> Data records
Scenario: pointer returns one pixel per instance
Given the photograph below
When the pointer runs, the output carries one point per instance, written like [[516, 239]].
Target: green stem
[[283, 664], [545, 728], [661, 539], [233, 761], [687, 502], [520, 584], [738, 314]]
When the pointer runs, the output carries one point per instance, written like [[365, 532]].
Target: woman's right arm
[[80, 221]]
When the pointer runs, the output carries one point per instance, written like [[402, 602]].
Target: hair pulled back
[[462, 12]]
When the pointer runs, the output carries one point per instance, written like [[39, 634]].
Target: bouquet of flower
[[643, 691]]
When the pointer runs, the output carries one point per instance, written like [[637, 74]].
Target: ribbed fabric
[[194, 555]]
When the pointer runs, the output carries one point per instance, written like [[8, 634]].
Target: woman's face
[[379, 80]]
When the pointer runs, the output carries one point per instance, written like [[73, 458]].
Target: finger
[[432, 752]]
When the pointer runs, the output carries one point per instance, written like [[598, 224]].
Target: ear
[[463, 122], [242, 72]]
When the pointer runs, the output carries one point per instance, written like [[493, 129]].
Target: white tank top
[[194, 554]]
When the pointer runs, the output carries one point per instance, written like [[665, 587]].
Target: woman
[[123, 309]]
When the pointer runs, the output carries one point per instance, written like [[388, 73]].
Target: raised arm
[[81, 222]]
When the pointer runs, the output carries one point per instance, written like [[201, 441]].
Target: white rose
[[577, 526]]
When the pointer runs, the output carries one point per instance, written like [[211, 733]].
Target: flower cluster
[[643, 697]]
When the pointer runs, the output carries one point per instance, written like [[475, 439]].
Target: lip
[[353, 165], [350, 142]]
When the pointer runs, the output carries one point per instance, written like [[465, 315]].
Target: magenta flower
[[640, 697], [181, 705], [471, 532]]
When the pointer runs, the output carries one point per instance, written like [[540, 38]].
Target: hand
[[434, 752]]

> Work to be completed
Convert all of the data above into a numbered list with one line per item, omitting any blank lines.

> The result
1. Scenario: pointer returns one pixel per instance
2. Given the photograph below
3. When the pointer runs, the output carries one point per instance, written like [[516, 239]].
4. Target: green stem
5. [[283, 664], [545, 728], [661, 539], [233, 761], [687, 502], [520, 584], [738, 314]]
6. When the pointer runs, the output carries one point per instance, written like [[365, 532]].
7. Target: woman's right arm
8. [[80, 221]]
9. When the pointer runs, the output carries one point per instance, written like [[402, 602]].
10. Target: hair pulled back
11. [[462, 12]]
12. When the pointer runs, the output carries one point per instance, written like [[39, 634]].
13. Target: bouquet of flower
14. [[643, 691]]
15. When the pointer runs, the output carries one point per instance, written like [[637, 74]].
16. Target: ribbed fabric
17. [[194, 555]]
18. When the pointer runs, the output carries one point per instance, written like [[8, 634]].
19. Target: woman's face
20. [[379, 80]]
21. When the pointer runs, the output carries one point per instance, written like [[73, 458]].
22. Target: finger
23. [[432, 752]]
24. When the pointer runs, the output carries one point per instance, written like [[598, 224]].
25. Target: ear
26. [[463, 122], [242, 72]]
27. When the pointer runs, the output carries one point per instance, written like [[493, 129]].
28. Target: white tank top
29. [[194, 554]]
30. When the pointer runs, the output carries one point per instance, written like [[665, 587]].
31. Target: woman
32. [[123, 309]]
33. When the pointer runs, the output carries one point per instance, written like [[388, 73]].
34. Target: raised arm
35. [[81, 222]]
36. When the pointer runs, the output carries one point per instance, written like [[201, 441]].
37. Target: white rose
38. [[577, 526]]
39. When the pointer runs, the output carries one point per instance, written like [[211, 733]].
40. Target: flower cluster
41. [[643, 697]]
42. When the pointer runs, the output carries one point per instance, written like [[475, 439]].
43. Target: lip
44. [[353, 165], [350, 142]]
45. When the pointer runs, the output carries one point per instance, written like [[465, 315]].
46. Target: magenta flower
47. [[640, 697], [181, 705], [471, 532]]
48. When the pointer runs, the output carries one point per instance, written like [[540, 38]].
49. Target: hand
50. [[434, 752]]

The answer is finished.